→ WORK REQUIRED: Turn the records below into a Markdown table with two columns, Row and Line, giving each non-blank line its own numbered row. Leave the pictures out of the table.

→ RECORDS SHOWN:

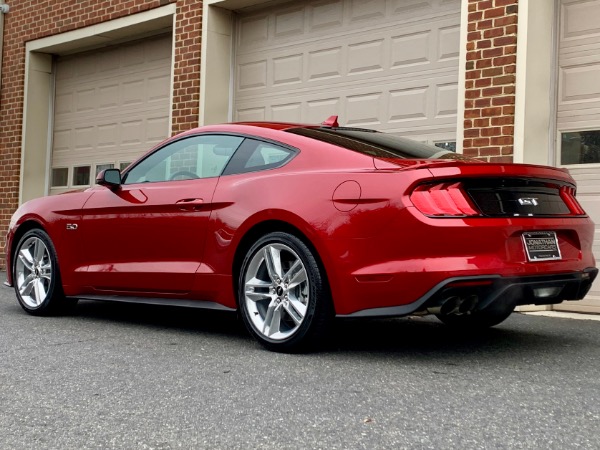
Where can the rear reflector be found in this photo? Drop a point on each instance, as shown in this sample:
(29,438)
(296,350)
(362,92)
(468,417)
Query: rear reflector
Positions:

→ TASK SOLUTION:
| Row | Line |
|---|---|
| 1 | Where can the rear reflector be found in this photo? Drop a point on each instance, as shown in this sample: |
| 2 | (29,438) |
| 3 | (296,350) |
| 4 | (362,92) |
| 5 | (468,417) |
| 6 | Query: rear reflector |
| 7 | Positions: |